— BEGIN TEXT EXTRACT —
PS: I worked from the illustrations–Ron sent me slides of most of them, even before we wrote up the proposal. This was back in the early 1990s, and it took a while to get a good publisher interested, as you can see by the fact that Firebrands wasn't published until the late 1990s. When we finally sold Firebrands to Paper Tiger, Ron selected the paintings that he wanted to use, since we couldn't include them all, and then I wrote my final text, which turned out to be a bit more complicated than just writing an essay, because the text had to work with and flow around the paintings and in places had to be trimmed or expanded because of the book's layout. While editing my final draft, I had to consult color page proofs that showed exactly how the paintings would be laid out in the final book. Both of us worked on the captions for the paintings.

Ron had to leave out a lot of paintings, and I couldn't mention every heroine–or every writer–that I would have liked to include in the text, but we haven't given up hope of doing a revised volume, or possibly an additional volume, in the future.

JE: In addition to your novels, you have also been editing many other books over the least 8 years, including three Nebula Award anthologies, two White Wolf Rediscovery books, and others. Do you enjoy editing?

PS: Editing is enjoyable, but in a very different way from writing. For my own writing, I've found that I have to shut off my inner critic entirely when writing first drafts; if you keep stopping to pass judgment on yourself, you'll never get past the first page. But with editing, that inner critic has to be participating in the whole process. I try to enjoy the story while analyzing it at the same time. Unfortunately, this makes it really hard for me to edit anthologies and write fiction at the same time. I can do it now, with some difficulty, but in my early years, I couldn't do it at all.

JE: How do you choose the stories?
— END TEXT EXTRACT —
— BEGIN DATA LISTING —
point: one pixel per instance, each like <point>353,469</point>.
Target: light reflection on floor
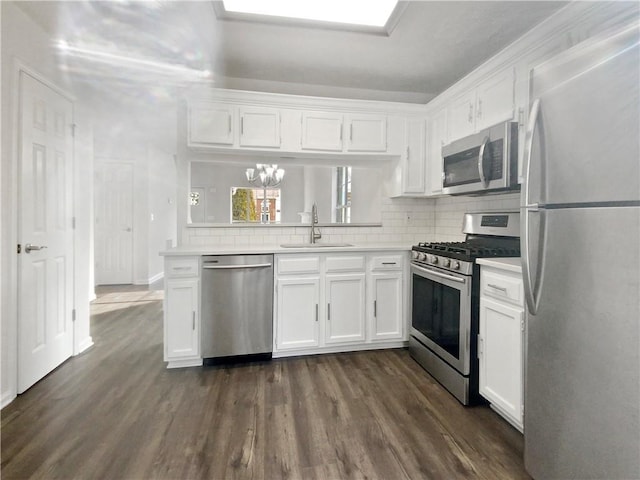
<point>116,297</point>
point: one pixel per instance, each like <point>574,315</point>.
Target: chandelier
<point>265,176</point>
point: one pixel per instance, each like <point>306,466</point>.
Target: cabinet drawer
<point>287,264</point>
<point>387,262</point>
<point>181,267</point>
<point>345,263</point>
<point>503,285</point>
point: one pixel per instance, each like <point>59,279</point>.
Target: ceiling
<point>433,44</point>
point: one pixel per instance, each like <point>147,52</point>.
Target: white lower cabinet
<point>339,302</point>
<point>345,308</point>
<point>500,343</point>
<point>386,320</point>
<point>298,303</point>
<point>182,322</point>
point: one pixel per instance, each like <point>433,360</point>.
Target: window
<point>247,205</point>
<point>343,195</point>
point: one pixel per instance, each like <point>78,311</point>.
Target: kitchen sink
<point>315,245</point>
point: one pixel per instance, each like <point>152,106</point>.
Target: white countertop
<point>511,264</point>
<point>244,250</point>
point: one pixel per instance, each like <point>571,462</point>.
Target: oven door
<point>441,314</point>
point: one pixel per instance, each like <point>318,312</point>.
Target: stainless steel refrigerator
<point>581,262</point>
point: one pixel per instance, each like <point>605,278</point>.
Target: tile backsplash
<point>404,220</point>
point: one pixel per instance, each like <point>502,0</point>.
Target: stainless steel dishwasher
<point>237,306</point>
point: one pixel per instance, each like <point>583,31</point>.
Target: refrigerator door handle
<point>533,256</point>
<point>528,149</point>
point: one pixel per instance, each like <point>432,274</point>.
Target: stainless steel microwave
<point>485,161</point>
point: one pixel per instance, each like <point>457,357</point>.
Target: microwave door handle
<point>483,178</point>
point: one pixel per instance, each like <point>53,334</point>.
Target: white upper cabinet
<point>437,138</point>
<point>259,127</point>
<point>496,99</point>
<point>210,124</point>
<point>462,115</point>
<point>321,131</point>
<point>491,102</point>
<point>413,173</point>
<point>366,133</point>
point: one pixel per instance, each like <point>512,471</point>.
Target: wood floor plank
<point>115,411</point>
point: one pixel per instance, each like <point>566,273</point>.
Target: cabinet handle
<point>497,287</point>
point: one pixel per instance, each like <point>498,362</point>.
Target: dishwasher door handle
<point>235,267</point>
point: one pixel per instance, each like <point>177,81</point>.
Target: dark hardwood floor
<point>116,412</point>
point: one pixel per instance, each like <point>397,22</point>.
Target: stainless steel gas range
<point>445,283</point>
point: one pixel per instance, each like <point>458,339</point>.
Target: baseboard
<point>157,277</point>
<point>7,398</point>
<point>84,345</point>
<point>150,280</point>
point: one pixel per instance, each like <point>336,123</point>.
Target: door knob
<point>28,247</point>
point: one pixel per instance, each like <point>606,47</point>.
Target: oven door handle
<point>441,275</point>
<point>481,172</point>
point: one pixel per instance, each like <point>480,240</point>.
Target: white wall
<point>24,42</point>
<point>162,207</point>
<point>143,134</point>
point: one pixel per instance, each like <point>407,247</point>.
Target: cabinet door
<point>386,302</point>
<point>321,131</point>
<point>462,116</point>
<point>211,124</point>
<point>500,355</point>
<point>345,314</point>
<point>413,174</point>
<point>367,133</point>
<point>297,312</point>
<point>259,127</point>
<point>437,138</point>
<point>182,330</point>
<point>496,99</point>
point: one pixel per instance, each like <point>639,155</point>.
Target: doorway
<point>113,217</point>
<point>45,229</point>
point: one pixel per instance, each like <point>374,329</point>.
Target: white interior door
<point>45,289</point>
<point>113,215</point>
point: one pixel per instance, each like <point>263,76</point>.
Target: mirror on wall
<point>220,194</point>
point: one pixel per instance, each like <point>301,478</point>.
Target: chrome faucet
<point>313,235</point>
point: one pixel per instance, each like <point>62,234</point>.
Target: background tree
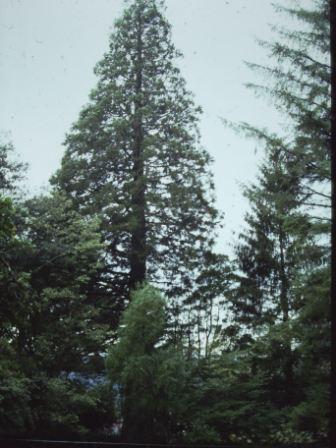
<point>299,84</point>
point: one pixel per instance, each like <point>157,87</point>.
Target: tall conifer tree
<point>134,156</point>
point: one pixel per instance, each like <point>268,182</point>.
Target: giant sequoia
<point>134,157</point>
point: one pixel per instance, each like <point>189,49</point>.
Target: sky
<point>48,49</point>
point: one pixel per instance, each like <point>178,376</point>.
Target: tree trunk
<point>138,238</point>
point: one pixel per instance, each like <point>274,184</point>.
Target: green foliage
<point>149,374</point>
<point>134,157</point>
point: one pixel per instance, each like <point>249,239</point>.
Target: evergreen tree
<point>149,374</point>
<point>135,158</point>
<point>285,249</point>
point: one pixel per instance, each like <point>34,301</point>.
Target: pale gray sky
<point>48,49</point>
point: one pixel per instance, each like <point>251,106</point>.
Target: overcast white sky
<point>48,49</point>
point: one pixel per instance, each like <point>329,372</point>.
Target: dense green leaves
<point>226,351</point>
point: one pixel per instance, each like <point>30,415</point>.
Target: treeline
<point>118,317</point>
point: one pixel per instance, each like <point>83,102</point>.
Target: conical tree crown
<point>134,156</point>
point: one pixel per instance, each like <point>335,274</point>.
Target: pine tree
<point>286,248</point>
<point>134,157</point>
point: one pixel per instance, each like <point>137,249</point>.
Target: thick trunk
<point>288,361</point>
<point>138,237</point>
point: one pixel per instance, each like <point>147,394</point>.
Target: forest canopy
<point>119,318</point>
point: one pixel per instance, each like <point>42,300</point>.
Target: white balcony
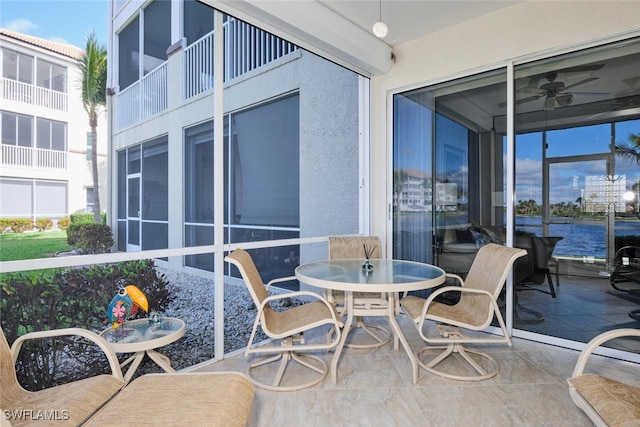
<point>13,155</point>
<point>143,99</point>
<point>13,90</point>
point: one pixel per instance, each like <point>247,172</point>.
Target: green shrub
<point>16,225</point>
<point>87,218</point>
<point>91,238</point>
<point>43,224</point>
<point>63,223</point>
<point>81,218</point>
<point>33,301</point>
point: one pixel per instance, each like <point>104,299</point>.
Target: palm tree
<point>93,66</point>
<point>630,150</point>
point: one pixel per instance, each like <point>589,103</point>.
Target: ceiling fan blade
<point>549,103</point>
<point>581,82</point>
<point>522,101</point>
<point>581,68</point>
<point>587,93</point>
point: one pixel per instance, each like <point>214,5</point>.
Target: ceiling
<point>344,28</point>
<point>411,19</point>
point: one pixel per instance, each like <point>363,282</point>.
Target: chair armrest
<point>91,336</point>
<point>456,277</point>
<point>278,280</point>
<point>597,342</point>
<point>314,295</point>
<point>445,289</point>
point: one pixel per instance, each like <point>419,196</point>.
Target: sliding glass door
<point>412,176</point>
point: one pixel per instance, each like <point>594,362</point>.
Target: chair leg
<point>320,367</point>
<point>368,328</point>
<point>480,373</point>
<point>551,288</point>
<point>286,357</point>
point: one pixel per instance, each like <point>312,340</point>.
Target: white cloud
<point>21,25</point>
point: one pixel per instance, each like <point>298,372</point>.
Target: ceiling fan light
<point>380,29</point>
<point>549,103</point>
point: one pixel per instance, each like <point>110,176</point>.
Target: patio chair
<point>607,402</point>
<point>208,398</point>
<point>288,326</point>
<point>352,247</point>
<point>625,274</point>
<point>79,399</point>
<point>541,249</point>
<point>474,311</point>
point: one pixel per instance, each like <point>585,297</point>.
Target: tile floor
<point>374,386</point>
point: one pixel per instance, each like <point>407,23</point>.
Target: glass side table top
<point>140,334</point>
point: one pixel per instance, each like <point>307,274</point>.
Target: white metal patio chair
<point>287,326</point>
<point>79,399</point>
<point>475,310</point>
<point>607,402</point>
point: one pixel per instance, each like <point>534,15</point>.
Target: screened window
<point>129,54</point>
<point>266,138</point>
<point>198,20</point>
<point>51,135</point>
<point>17,66</point>
<point>51,198</point>
<point>155,180</point>
<point>89,198</point>
<point>157,34</point>
<point>17,129</point>
<point>16,198</point>
<point>199,174</point>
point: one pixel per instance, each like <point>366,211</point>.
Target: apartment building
<point>285,110</point>
<point>45,156</point>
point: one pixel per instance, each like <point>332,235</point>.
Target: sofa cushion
<point>618,404</point>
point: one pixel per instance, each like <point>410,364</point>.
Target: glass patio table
<point>388,276</point>
<point>142,337</point>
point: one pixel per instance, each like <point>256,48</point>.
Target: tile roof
<point>61,48</point>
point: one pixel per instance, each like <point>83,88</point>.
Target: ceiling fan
<point>629,97</point>
<point>556,92</point>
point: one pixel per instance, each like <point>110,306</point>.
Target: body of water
<point>580,239</point>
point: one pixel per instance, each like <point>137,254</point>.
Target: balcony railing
<point>247,48</point>
<point>143,99</point>
<point>13,155</point>
<point>14,90</point>
<point>198,66</point>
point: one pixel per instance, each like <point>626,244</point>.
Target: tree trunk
<point>94,168</point>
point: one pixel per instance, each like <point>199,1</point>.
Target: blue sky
<point>67,21</point>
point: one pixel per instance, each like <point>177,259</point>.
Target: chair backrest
<point>491,267</point>
<point>8,379</point>
<point>242,259</point>
<point>544,247</point>
<point>489,271</point>
<point>350,247</point>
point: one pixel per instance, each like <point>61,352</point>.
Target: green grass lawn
<point>19,246</point>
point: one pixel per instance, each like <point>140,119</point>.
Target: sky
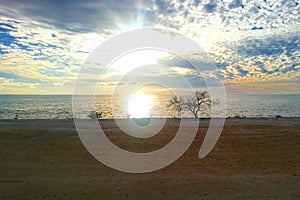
— END DATA LISTING —
__TASKS TO CARRY OUT__:
a) Output the interview excerpt verbatim, starting with "PS: Editing is" and going on through "do it at all.".
b) For each statement, say yes or no as to whether it agrees with the interview excerpt, and quote the words of the excerpt that decide it: (i) Firebrands was published in the early 1990s. (ii) Both speakers worked on the captions for the paintings. (iii) PS turns off the inner critic when editing.
c) List every proper name in the interview excerpt, leaving out the speaker initials PS and JE. Give each name once.
The listing above is separate from the interview excerpt.

__ANSWERS BY TASK__:
a)
PS: Editing is enjoyable, but in a very different way from writing. For my own writing, I've found that I have to shut off my inner critic entirely when writing first drafts; if you keep stopping to pass judgment on yourself, you'll never get past the first page. But with editing, that inner critic has to be participating in the whole process. I try to enjoy the story while analyzing it at the same time. Unfortunately, this makes it really hard for me to edit anthologies and write fiction at the same time. I can do it now, with some difficulty, but in my early years, I couldn't do it at all.

b)
(i) No: "Firebrands wasn't published until the late 1990s"
(ii) Yes: "Both of us worked on the captions for the paintings."
(iii) No: "But with editing, that inner critic has to be participating in the whole process."

c)
Ron
Firebrands
Paper Tiger
Nebula Award
White Wolf Rediscovery